AUFGABE 1 >> Übersetze den Satz „Die Nazis waren Nazis und keine Sozialisten oder Kommunisten.“ aus dem Textauszug ins Englische.

++++ TEXTAUSZUG ++++

Empfehlenswert auch der Aufsatz *Sind Nazis links?* Philosophia Perennis, 13.06.19. Die Autorin Patrizia von Berlin verneint das für deren Wirtschaftspolitik.

Gravatar: Regina Ott-Hanbach

Namhafte Historiker haben die Mär vom Sozialismus der NSDAP längst geklärt. Die Nazis waren Nazis und keine Sozialisten oder Kommunisten. Man umgab sich mit dem Schein des Sozialismus in den frühen Jahren der Bewegung. Strasser und Genossen, die ein klein wenig zum Sozialismus neigten, waren nach 1934 verschwunden.
Der Verfasser liegt also völlig falsch mit seiner These! Er sollte sich besser kundig machen, bevor er solche Behauptungen aufstellt!

Gravatar: Rita Kubier

@Wolfgang Kobischke 28.08.2019 - 07:01

".... Dennoch hätte Stalin seine Truppen 1940 stoppen sollen. Russland war befreit, Hitler fast KO. ...."

Stalin hat bewusst weitergemacht, denn er hatte sehr richtig erkannt, dass er Deutschland mit seinem Einmarsch, seiner" Befreiung", - zumindest im Osten - bis zum geht nicht mehr plündern und ALLES rausschaffen und nach Russland verfrachten kann, was irgendwie von Wert war. Da wurden selbst die Bahnschienen "ausgebuddelt" und ALLES, selbst, was niet- und nagelfest war, nach Russland verbracht - auch kluge Köpfe, also Wissenschaftler, wurden zwangsdeportiert.
Kein Wunder, dass Ostdeutschland im Vergleich zu Westdeutschland, wo DAS nicht (durch die Amis) geschah, weit mehr am Boden zerstört war, nie Schritt halten und nie richtig auf die Beine kommen konnte - im Gegensatz zu Westdeutschland.
Der Russe hatte bis 1989 die nehmenden Hände und die Macht über Ostdeutschland. Und trotzdem haben sich die Ossis NIE unterkriegen lassen!

Gravatar: Wolfgang Kobischke

Die Wehrmacht als sozialistische Truppe zu bezeichnen ist schon ein starkes Stück. Auch war der Nichtangriffspakt eine durchaus vernünftige Sache, natürlich nicht für den Westen und seine Trompeten.

++++ GEZEIGTE DATENSÄTZE ++++

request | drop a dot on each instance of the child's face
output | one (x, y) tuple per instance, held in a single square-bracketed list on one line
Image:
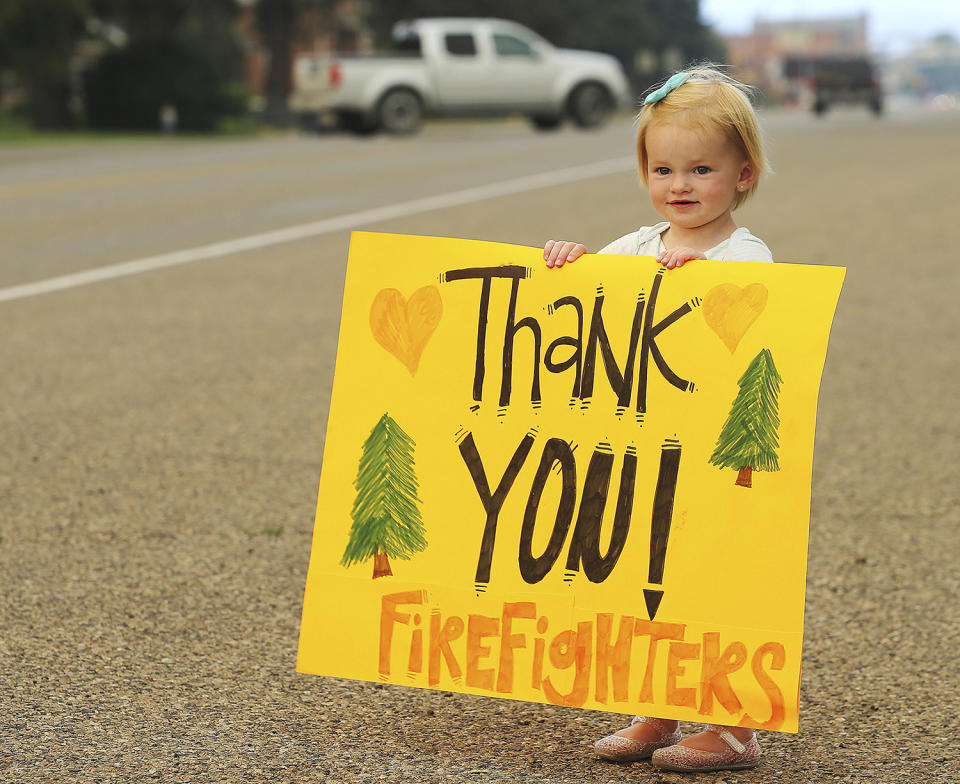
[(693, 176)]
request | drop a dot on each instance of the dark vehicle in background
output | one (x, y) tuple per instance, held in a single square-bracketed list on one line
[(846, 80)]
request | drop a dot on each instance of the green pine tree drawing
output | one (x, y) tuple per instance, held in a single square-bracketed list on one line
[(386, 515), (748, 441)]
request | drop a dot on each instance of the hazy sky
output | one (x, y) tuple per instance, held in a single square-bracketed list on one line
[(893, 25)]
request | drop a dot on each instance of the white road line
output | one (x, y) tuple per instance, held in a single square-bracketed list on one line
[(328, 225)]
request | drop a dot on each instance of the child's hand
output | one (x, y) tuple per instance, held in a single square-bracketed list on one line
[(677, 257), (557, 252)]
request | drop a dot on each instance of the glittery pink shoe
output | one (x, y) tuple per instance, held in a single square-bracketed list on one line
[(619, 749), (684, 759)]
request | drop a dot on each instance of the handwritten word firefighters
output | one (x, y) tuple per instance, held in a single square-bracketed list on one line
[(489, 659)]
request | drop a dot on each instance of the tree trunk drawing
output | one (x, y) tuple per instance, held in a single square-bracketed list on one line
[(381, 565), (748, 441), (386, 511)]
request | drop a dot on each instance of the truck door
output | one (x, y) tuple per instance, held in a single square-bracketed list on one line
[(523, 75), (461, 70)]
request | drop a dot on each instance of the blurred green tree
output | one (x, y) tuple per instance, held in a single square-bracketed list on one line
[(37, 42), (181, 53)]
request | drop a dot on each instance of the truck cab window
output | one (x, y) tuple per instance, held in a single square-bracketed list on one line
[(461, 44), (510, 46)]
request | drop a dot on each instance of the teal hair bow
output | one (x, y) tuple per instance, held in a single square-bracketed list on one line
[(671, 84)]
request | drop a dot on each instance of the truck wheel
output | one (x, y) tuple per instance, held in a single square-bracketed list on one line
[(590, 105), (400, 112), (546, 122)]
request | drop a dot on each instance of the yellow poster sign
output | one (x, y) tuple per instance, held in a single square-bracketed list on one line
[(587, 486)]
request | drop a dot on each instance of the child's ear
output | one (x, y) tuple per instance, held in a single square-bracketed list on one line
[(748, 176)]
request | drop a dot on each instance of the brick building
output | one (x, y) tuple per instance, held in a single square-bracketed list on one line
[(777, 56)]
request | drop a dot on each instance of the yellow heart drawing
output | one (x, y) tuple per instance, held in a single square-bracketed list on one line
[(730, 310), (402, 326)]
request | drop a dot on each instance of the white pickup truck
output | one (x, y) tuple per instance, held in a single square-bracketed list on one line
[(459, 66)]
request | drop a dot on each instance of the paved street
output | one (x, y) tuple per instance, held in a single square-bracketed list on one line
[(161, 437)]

++++
++++ GEZEIGTE DATENSÄTZE ++++

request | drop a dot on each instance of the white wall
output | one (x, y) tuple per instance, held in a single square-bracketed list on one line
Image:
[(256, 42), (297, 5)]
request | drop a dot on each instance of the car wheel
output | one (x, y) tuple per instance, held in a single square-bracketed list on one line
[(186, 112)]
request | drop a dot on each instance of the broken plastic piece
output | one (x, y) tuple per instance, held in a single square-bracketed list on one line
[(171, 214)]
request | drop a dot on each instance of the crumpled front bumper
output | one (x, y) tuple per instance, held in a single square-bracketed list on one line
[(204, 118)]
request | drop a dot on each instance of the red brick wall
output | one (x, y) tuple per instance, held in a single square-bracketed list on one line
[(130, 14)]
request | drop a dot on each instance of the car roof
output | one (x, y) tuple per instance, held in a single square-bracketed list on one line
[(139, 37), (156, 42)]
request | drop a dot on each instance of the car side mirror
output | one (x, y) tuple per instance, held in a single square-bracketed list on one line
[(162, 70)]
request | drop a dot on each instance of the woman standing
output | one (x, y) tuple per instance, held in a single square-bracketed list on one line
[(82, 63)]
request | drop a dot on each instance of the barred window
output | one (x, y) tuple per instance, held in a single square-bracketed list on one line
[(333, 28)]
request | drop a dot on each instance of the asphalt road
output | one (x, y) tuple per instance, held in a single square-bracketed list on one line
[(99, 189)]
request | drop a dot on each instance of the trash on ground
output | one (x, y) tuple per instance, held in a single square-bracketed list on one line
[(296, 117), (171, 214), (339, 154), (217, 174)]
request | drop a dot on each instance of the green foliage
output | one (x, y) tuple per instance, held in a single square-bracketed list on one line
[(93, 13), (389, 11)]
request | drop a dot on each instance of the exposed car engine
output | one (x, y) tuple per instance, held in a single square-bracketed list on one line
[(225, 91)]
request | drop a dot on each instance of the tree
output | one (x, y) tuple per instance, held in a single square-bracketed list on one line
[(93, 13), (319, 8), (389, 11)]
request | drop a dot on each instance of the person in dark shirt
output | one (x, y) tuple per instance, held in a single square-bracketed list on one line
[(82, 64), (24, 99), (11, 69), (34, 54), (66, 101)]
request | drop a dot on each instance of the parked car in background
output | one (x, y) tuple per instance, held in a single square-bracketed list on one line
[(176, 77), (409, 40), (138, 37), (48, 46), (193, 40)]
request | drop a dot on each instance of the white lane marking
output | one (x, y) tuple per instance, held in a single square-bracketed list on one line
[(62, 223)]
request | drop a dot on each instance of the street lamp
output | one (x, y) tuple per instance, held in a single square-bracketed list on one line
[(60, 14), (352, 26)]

++++

AUFGABE 2 >> Gib aus den Datensätzen die Zeilen von der Zeile mit "the child's face" bis zur Zeile mit "[(846, 80)]" unverändert aus. Lass dabei die Bilder weg.

ERGEBNIS 1 >> The Nazis were Nazis and not socialists or communists.

ERGEBNIS 2 >>
request | drop a dot on each instance of the child's face
output | one (x, y) tuple per instance, held in a single square-bracketed list on one line
Image:
[(693, 176)]
request | drop a dot on each instance of the dark vehicle in background
output | one (x, y) tuple per instance, held in a single square-bracketed list on one line
[(846, 80)]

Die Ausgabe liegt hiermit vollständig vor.